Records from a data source
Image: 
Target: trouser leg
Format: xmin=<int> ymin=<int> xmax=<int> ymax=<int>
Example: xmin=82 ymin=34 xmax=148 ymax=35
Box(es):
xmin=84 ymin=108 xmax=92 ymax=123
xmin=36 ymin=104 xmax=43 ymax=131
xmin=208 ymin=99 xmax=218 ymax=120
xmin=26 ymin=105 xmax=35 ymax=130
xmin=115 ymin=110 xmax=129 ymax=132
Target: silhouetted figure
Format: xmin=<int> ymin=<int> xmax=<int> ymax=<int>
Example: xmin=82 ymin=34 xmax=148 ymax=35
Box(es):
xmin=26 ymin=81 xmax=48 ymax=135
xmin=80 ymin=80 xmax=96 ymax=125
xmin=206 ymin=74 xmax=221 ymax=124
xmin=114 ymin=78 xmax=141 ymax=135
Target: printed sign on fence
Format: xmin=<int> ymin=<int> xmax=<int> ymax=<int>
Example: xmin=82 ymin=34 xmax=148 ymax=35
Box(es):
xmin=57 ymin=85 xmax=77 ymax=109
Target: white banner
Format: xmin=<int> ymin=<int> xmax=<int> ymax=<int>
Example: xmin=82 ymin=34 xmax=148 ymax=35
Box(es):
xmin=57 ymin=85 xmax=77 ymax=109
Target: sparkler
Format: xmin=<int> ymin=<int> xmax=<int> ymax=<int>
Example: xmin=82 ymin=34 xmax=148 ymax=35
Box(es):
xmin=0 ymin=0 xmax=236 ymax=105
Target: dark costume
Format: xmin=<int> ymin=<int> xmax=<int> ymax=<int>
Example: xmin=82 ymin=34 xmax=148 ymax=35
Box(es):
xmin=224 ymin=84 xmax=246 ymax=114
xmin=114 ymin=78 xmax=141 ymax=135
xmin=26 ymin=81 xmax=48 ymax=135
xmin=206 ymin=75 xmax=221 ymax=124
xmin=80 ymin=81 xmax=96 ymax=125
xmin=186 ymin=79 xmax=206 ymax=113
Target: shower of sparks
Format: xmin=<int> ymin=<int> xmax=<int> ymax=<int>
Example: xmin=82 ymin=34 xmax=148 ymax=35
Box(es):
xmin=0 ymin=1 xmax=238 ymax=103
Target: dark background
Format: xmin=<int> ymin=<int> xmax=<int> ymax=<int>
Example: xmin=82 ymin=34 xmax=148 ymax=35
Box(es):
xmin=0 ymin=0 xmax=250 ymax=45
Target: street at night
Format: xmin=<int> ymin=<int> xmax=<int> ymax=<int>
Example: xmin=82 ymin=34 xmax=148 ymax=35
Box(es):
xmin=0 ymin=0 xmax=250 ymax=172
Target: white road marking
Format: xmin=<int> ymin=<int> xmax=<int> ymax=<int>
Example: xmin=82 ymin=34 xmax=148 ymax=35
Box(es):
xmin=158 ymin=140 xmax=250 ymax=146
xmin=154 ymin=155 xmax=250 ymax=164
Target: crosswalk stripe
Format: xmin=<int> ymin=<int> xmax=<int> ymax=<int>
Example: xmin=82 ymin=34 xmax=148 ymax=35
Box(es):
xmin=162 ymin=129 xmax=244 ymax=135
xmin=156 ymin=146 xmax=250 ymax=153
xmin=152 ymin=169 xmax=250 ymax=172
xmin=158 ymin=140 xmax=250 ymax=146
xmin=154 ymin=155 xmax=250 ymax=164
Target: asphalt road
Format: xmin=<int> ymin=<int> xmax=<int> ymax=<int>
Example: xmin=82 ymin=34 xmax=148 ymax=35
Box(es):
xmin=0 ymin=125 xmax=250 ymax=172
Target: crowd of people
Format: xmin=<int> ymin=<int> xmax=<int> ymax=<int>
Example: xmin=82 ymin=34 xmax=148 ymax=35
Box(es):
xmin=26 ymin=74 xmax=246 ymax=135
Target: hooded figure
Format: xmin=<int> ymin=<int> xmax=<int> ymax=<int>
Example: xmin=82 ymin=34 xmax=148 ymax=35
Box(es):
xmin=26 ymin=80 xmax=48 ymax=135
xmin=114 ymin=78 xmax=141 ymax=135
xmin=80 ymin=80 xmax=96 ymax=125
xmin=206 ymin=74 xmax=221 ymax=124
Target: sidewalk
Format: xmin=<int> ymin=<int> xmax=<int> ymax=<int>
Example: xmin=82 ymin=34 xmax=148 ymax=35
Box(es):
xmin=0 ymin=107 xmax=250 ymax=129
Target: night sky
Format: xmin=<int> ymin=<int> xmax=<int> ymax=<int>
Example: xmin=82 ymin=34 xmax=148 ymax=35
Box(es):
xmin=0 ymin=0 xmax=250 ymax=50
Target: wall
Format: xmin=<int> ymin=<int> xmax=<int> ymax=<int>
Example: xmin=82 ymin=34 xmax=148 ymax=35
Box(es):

## What to produce:
Could you write out the data again, substituting "Label" for every "Target" and leaving everything else unchanged?

## Full response:
Image: 
Label: trouser leg
Format: xmin=<int> ymin=<int> xmax=<int> ymax=<int>
Example: xmin=82 ymin=34 xmax=148 ymax=35
Box(es):
xmin=84 ymin=108 xmax=92 ymax=123
xmin=36 ymin=104 xmax=43 ymax=131
xmin=208 ymin=99 xmax=218 ymax=120
xmin=26 ymin=105 xmax=35 ymax=130
xmin=115 ymin=110 xmax=129 ymax=132
Label: silhouetted figure
Format: xmin=<int> ymin=<int> xmax=<int> ymax=<int>
Example: xmin=82 ymin=34 xmax=148 ymax=35
Box(es):
xmin=26 ymin=81 xmax=48 ymax=135
xmin=80 ymin=80 xmax=96 ymax=125
xmin=206 ymin=74 xmax=221 ymax=124
xmin=114 ymin=78 xmax=141 ymax=135
Label: printed sign on fence
Format: xmin=<int> ymin=<int> xmax=<int> ymax=<int>
Example: xmin=82 ymin=34 xmax=148 ymax=35
Box(es):
xmin=57 ymin=85 xmax=77 ymax=109
Label: white banner
Format: xmin=<int> ymin=<int> xmax=<int> ymax=<int>
Example: xmin=82 ymin=34 xmax=148 ymax=35
Box(es):
xmin=57 ymin=85 xmax=77 ymax=109
Label: sparkler
Format: xmin=<int> ymin=<int> xmax=<int> ymax=<int>
Example: xmin=82 ymin=34 xmax=148 ymax=35
Box(es):
xmin=0 ymin=0 xmax=236 ymax=105
Label: dark costume
Format: xmin=<int> ymin=<int> xmax=<int> ymax=<int>
Example: xmin=82 ymin=34 xmax=148 ymax=35
Box(es):
xmin=224 ymin=84 xmax=246 ymax=114
xmin=114 ymin=78 xmax=141 ymax=135
xmin=26 ymin=81 xmax=48 ymax=135
xmin=206 ymin=75 xmax=221 ymax=124
xmin=80 ymin=81 xmax=96 ymax=125
xmin=186 ymin=79 xmax=206 ymax=113
Label: shower of sparks
Format: xmin=<int> ymin=<int> xmax=<int> ymax=<int>
Example: xmin=82 ymin=34 xmax=148 ymax=35
Box(es):
xmin=0 ymin=1 xmax=238 ymax=103
Label: dark background
Format: xmin=<int> ymin=<int> xmax=<int> ymax=<int>
Example: xmin=82 ymin=34 xmax=148 ymax=35
Box(es):
xmin=0 ymin=0 xmax=250 ymax=45
Label: street at night
Format: xmin=<int> ymin=<int> xmax=<int> ymax=<int>
Example: xmin=82 ymin=34 xmax=148 ymax=35
Box(es):
xmin=0 ymin=0 xmax=250 ymax=172
Label: white road marking
Format: xmin=<int> ymin=<int> xmax=<int> ymax=<int>
Example: xmin=82 ymin=34 xmax=148 ymax=35
Box(es):
xmin=158 ymin=140 xmax=250 ymax=146
xmin=154 ymin=155 xmax=250 ymax=164
Label: crosswalk stripe
Format: xmin=<int> ymin=<int> xmax=<int> ymax=<int>
Example: xmin=82 ymin=34 xmax=148 ymax=35
Box(es):
xmin=162 ymin=129 xmax=244 ymax=135
xmin=156 ymin=146 xmax=250 ymax=153
xmin=152 ymin=169 xmax=250 ymax=172
xmin=158 ymin=140 xmax=250 ymax=146
xmin=154 ymin=155 xmax=250 ymax=164
Label: asphalt road
Format: xmin=<int> ymin=<int> xmax=<int> ymax=<int>
Example: xmin=82 ymin=34 xmax=148 ymax=35
Box(es):
xmin=0 ymin=125 xmax=250 ymax=172
Label: crowd of people
Format: xmin=<int> ymin=<int> xmax=<int> ymax=<int>
Example: xmin=82 ymin=34 xmax=148 ymax=35
Box(es):
xmin=26 ymin=74 xmax=246 ymax=135
Label: hooded figure
Format: xmin=<int> ymin=<int> xmax=<int> ymax=<int>
Example: xmin=82 ymin=34 xmax=148 ymax=35
Box(es):
xmin=26 ymin=80 xmax=48 ymax=135
xmin=114 ymin=78 xmax=141 ymax=135
xmin=80 ymin=80 xmax=96 ymax=125
xmin=206 ymin=74 xmax=221 ymax=124
Label: sidewalk
Format: xmin=<int> ymin=<int> xmax=<int> ymax=<int>
Example: xmin=82 ymin=34 xmax=148 ymax=35
Box(es):
xmin=0 ymin=107 xmax=250 ymax=129
Label: night sky
Format: xmin=<int> ymin=<int> xmax=<int> ymax=<int>
Example: xmin=82 ymin=34 xmax=148 ymax=35
Box(es):
xmin=0 ymin=0 xmax=250 ymax=50
Label: wall
Format: xmin=<int> ymin=<int> xmax=<int> ymax=<int>
Example: xmin=82 ymin=34 xmax=148 ymax=35
Box(es):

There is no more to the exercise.